*Texte source:*

Antoine Flahault
Épidémiologiste
-La communauté des épidémiologistes n'aime pas trop parler de risques confinés à une zone géographique.
On ne parlera pas des risques pour une population européenne pour plein de raisons.
D'abord, qu'est-ce que la population européenne ?
La population européenne est très hétérogène et composée de beaucoup de migrants.
Elle voyage beaucoup, se retrouve, pour ses vacances ou pour son travail, très souvent projetée à l'autre bout du monde.
Donc les risques de la population européenne sont de plus en plus les risques de la population mondiale.
Cela étant dit, on peut s'apercevoir, par exemple, que le nom des virus était souvent localisé.
On disait la fièvre de la vallée du Rift, le virus du Nil occidental.
Ce genre de langage n'a presque plus de sens aujourd'hui.
Le virus du Nil occidental, le "West Nile virus", est aujourd'hui aux États-Unis, au Canada.
Donc penser qu'une maladie va rester tropicale, par exemple, est quelque chose qui n'a plus de sens.
Ce n'est pas nouveau.
Le paludisme était, au XIX siècle, en Europe.
Jusqu'au milieu du vingtième siècle, le paludisme était en Camargue et en Corse.
Donc vous pouvez avoir des pathologies qui régressent, voire qui se confinent dans un endroit alors qu'elles étaient mondiales.
On a, à cause de tout cela, des difficultés à être géographique.
Tout germe peut potentiellement venir à tout endroit de la planète et déclencher des épidémies.
On pourrait avoir des épidémies de dengue à nouveau en Europe.
Il y a eu de la dengue en Grèce dans les années 1920.
Un million de personnes ont eu cette maladie transmise par un moustique.

*Données extraites:*
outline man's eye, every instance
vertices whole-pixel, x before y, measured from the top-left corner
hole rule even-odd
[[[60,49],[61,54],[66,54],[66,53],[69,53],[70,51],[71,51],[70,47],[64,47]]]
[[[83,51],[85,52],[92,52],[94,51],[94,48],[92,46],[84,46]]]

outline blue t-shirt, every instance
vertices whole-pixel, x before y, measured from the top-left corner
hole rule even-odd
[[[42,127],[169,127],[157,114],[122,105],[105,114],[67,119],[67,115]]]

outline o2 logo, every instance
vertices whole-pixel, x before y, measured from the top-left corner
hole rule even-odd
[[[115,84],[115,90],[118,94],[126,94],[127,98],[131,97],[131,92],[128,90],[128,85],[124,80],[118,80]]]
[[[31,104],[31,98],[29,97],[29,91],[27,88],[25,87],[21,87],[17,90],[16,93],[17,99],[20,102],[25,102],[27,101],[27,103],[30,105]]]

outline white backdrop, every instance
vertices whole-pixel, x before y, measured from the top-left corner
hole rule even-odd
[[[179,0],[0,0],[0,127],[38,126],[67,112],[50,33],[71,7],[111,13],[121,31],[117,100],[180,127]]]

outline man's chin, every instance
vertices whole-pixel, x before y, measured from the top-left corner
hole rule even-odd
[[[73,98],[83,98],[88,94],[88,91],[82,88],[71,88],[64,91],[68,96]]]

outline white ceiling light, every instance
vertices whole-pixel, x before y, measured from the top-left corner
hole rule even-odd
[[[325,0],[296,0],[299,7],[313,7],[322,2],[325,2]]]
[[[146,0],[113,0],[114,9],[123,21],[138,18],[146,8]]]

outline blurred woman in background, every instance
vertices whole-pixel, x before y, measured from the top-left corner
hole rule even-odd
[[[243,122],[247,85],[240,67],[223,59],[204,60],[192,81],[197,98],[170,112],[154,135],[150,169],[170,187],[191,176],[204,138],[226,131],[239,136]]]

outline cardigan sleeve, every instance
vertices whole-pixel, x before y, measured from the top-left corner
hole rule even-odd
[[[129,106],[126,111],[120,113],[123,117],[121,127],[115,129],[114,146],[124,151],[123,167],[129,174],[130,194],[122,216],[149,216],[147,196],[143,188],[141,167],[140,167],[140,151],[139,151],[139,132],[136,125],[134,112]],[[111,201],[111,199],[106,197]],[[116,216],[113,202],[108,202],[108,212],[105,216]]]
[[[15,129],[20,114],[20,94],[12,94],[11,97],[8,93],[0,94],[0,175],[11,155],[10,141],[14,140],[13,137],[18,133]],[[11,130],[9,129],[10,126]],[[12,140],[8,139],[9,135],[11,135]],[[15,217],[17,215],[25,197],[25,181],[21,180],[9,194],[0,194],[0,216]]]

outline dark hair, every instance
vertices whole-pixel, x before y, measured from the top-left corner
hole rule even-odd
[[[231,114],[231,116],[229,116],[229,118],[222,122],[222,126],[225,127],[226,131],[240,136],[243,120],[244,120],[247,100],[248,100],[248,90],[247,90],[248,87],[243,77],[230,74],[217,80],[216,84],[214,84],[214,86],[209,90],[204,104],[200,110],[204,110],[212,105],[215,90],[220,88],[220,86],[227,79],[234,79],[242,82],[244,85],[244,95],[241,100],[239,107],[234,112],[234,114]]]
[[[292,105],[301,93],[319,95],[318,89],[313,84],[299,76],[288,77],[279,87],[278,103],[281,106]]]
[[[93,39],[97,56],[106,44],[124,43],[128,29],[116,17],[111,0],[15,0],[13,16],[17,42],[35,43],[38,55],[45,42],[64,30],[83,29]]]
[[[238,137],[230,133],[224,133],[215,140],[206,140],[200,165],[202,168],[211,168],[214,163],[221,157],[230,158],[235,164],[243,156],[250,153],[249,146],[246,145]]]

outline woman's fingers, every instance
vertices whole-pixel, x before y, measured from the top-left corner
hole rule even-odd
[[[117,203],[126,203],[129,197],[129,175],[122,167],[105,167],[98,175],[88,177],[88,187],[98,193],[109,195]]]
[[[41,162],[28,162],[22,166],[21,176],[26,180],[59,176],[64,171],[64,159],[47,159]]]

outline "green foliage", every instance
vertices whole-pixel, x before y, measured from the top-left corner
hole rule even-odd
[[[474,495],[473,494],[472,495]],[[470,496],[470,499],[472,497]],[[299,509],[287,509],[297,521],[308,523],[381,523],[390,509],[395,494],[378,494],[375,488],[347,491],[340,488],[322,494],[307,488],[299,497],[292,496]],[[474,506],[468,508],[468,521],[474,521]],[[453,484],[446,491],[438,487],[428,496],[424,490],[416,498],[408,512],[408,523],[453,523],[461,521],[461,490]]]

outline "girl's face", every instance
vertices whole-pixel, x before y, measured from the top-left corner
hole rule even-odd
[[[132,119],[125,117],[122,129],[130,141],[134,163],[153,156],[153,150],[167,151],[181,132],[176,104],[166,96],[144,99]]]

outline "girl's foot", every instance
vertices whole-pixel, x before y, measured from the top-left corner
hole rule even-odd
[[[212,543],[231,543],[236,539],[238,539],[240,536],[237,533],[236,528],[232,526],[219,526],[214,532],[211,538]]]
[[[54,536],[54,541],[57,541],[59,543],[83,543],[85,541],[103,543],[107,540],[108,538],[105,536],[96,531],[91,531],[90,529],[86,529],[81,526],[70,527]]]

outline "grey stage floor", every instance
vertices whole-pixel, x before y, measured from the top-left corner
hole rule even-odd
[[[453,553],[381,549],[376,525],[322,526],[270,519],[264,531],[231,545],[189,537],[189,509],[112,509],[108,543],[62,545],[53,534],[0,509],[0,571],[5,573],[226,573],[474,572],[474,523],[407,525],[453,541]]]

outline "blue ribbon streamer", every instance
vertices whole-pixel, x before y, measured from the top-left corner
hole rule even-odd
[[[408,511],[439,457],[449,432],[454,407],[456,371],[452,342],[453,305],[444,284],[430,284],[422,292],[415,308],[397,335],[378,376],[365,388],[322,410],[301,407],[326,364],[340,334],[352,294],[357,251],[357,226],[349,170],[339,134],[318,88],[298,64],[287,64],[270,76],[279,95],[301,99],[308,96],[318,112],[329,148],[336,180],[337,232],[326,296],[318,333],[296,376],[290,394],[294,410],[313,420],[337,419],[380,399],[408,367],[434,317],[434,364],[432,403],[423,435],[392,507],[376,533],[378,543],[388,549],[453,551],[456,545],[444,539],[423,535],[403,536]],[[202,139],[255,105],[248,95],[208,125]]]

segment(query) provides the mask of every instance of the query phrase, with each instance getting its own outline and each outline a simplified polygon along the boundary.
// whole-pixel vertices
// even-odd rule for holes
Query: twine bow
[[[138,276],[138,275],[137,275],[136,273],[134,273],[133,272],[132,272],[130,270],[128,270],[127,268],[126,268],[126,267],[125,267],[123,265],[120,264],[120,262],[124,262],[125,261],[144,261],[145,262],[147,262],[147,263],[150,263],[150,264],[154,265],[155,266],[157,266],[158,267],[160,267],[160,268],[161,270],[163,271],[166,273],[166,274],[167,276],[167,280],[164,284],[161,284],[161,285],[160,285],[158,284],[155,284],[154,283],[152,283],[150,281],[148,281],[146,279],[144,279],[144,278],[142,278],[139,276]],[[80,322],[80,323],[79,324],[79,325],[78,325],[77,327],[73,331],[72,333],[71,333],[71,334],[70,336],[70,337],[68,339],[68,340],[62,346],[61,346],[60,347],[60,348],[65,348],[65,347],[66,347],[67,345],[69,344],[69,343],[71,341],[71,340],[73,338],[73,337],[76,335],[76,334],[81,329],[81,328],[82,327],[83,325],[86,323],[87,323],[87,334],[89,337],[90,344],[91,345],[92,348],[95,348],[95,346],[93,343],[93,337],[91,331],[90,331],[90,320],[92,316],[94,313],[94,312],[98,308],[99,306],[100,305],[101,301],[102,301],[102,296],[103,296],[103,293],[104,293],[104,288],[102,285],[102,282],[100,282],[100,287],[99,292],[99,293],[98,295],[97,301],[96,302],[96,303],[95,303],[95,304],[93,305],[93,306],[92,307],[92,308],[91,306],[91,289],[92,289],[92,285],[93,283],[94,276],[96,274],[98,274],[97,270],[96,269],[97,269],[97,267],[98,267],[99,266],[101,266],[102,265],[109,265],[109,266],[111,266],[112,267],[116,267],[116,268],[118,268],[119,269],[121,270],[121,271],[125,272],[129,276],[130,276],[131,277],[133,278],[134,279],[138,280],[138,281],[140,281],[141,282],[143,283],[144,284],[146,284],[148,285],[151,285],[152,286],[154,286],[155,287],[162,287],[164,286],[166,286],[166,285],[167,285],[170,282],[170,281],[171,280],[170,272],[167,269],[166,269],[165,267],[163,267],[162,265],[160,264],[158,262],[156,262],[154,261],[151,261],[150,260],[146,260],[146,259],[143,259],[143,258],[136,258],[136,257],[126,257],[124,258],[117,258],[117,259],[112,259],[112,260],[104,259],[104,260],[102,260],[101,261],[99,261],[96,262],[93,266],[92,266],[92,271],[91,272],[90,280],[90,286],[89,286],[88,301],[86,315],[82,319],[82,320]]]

*Consigne:*
Prolongez, s'il vous plaît, le texte sur la géographie des épidémies à partir de sa dernière phrase. Les données ci-dessus n'ont aucun rôle ici.

*Réponse:*
Elle pourrait revenir.
Certaines pathologies pourraient aussi régresser, y compris là où elles sont très implantées.
Les grands risques, aujourd'hui, que l'on sait le moins bien maîtriser ne sont pas les maladies terrifiantes, le virus Ebola, même si, en 2014, il cause une épidémie assez grave en Guinée, par exemple.
Ce sont plutôt des maladies à bas bruit.
La grippe est plus redoutable parce qu'une grande partie de la population peut être atteinte et que, finalement, on n'arrive pas à la maîtriser aussi bien qu'une maladie très dangereuse.
Quand les gens sont très malades, qu'on peut les bloquer à l'aéroport.
Une mobilisation internationale peut empêcher sa diffusion.
Mais ces maladies, où des gens ont à peine quelques symptômes au début de l'infection, voire sont asymptomatiques, sont capables de se propager de façon énorme.
Le sida, par exemple, ne fait pas de bruit tant qu'il n'est pas très invasif, ce qui le rend particulièrement dangereux.
Ce sont ces maladies qu'il faudra savoir prévenir et qui seront les plus difficiles à juguler.